Task prompt:
Can you put the rows below into a numbered list, skipping any blank lines and leaving the pictures out?

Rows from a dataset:
Begin

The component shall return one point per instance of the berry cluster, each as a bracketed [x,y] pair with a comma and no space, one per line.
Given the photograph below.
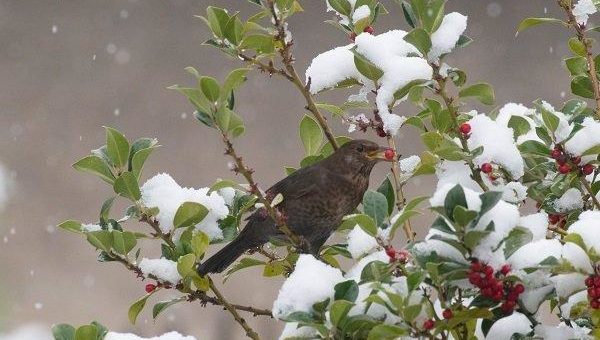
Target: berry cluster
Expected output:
[396,255]
[565,164]
[389,154]
[593,284]
[488,169]
[491,286]
[368,29]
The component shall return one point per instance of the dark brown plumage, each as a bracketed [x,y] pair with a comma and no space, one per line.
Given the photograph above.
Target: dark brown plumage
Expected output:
[315,199]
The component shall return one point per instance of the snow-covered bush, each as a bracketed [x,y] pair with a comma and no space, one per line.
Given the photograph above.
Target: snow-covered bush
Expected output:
[517,212]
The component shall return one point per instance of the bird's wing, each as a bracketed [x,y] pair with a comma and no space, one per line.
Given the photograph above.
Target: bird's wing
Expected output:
[300,183]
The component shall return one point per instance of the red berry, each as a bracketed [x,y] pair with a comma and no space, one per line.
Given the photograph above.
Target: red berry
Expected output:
[555,153]
[150,288]
[587,169]
[554,218]
[391,252]
[486,168]
[589,281]
[389,154]
[519,288]
[564,169]
[428,324]
[465,128]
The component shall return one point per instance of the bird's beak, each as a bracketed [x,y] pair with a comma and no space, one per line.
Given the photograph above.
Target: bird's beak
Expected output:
[382,154]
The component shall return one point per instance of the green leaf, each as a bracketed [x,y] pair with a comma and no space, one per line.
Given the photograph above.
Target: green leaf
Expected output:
[100,239]
[473,237]
[339,310]
[517,238]
[97,166]
[127,186]
[341,6]
[123,241]
[71,225]
[387,332]
[242,264]
[261,43]
[482,91]
[530,22]
[347,290]
[185,265]
[420,39]
[454,198]
[311,135]
[576,65]
[366,67]
[138,160]
[86,332]
[189,214]
[582,86]
[117,147]
[577,47]
[199,243]
[375,205]
[136,308]
[210,88]
[163,305]
[387,189]
[63,332]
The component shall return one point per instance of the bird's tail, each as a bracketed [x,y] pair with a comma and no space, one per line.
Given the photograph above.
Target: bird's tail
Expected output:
[224,257]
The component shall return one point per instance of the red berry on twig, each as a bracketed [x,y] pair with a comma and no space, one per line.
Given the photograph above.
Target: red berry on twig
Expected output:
[465,128]
[486,168]
[150,288]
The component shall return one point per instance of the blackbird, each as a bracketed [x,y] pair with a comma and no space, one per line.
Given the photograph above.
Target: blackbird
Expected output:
[315,199]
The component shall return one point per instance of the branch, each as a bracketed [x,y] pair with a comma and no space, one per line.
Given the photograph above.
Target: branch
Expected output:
[194,295]
[231,309]
[449,101]
[288,62]
[400,199]
[278,217]
[587,43]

End

Full output:
1. The component shall return one point per instance of the berry cluster, each as a bracketed [x,y] pair with a comma and no space, one per line.
2. Given the photograph below.
3. Target: berry cluster
4. Expected output:
5. [396,255]
6. [565,164]
7. [389,154]
8. [593,284]
9. [488,169]
10. [491,286]
11. [368,29]
12. The component shall return one point per instance of the dark brown plumage, each as a bracketed [x,y] pair with a comma and no space, one per line.
13. Given the photograph above.
14. Target: dark brown plumage
15. Expected output:
16. [315,199]
17. The component shall return one point per instance of the snow-covered bush, each as a bracketed [x,y] pair with a comma and no space, one per line.
18. Given the photograph above.
19. Target: snow-covered bush
20. Expected output:
21. [517,212]
22. The component shall return one point per instance of the bird's wing, each as a bracketed [x,y] pair with a comma and no space, one per line.
23. Given the photograph above.
24. Target: bird's wing
25. Expected output:
26. [300,183]
27. The component shall return one point per instance of the red berry, each as a bracketed [x,y] pair with a comma and no space, one per line.
28. Given the photograph above.
29. Target: red berry
30. Expected output:
31. [555,153]
32. [150,288]
33. [587,169]
34. [554,218]
35. [391,252]
36. [486,168]
37. [589,281]
38. [389,154]
39. [519,288]
40. [564,169]
41. [428,324]
42. [465,128]
43. The component shall return one point per instance of the bird's beak, each as a bracketed [x,y] pair with a comma and no space, one per line.
44. Given the photograph above.
45. Target: bird's beak
46. Expected output:
47. [382,154]
48. The component shall return one point per instance of the green leaf, each as a bracketed [x,y] pair with a comma and no space, one per line.
49. Given the photograph above.
50. Target: green leaf
51. Expected output:
52. [100,239]
53. [473,237]
54. [339,310]
55. [517,238]
56. [97,166]
57. [127,186]
58. [341,6]
59. [123,241]
60. [71,225]
61. [387,332]
62. [242,264]
63. [261,43]
64. [482,91]
65. [530,22]
66. [347,290]
67. [185,265]
68. [420,39]
69. [454,198]
70. [311,135]
71. [576,65]
72. [366,67]
73. [138,160]
74. [86,332]
75. [189,214]
76. [582,86]
77. [117,147]
78. [577,47]
79. [199,243]
80. [375,205]
81. [136,308]
82. [210,88]
83. [163,305]
84. [387,189]
85. [63,332]
86. The component shall return one point per instance of the bird's tail, each as a bracketed [x,y] pair with a comma and no space, one per line.
87. Given the photograph above.
88. Target: bird's tail
89. Expected output:
90. [224,257]
91. The component shall return one point per instance of the red berry on twig, each as a bracketed [x,y] pair with a comma and no space, one per line.
92. Given the photograph above.
93. Target: red berry on twig
94. Expected output:
95. [465,128]
96. [486,168]
97. [150,288]
98. The component shall return one point per instance of the blackbird, each as a bracketed [x,y] pair with a comma and no space, one per line.
99. Given the photograph above.
100. Target: blackbird
101. Expected output:
102. [315,199]
103. The component shall return one point per instance of the branch, each as a bracketed [x,y] pair with a comma and no space, one per line.
104. Given the photograph above.
105. Target: branch
106. Expected output:
107. [194,295]
108. [231,309]
109. [449,101]
110. [288,62]
111. [400,199]
112. [278,217]
113. [587,43]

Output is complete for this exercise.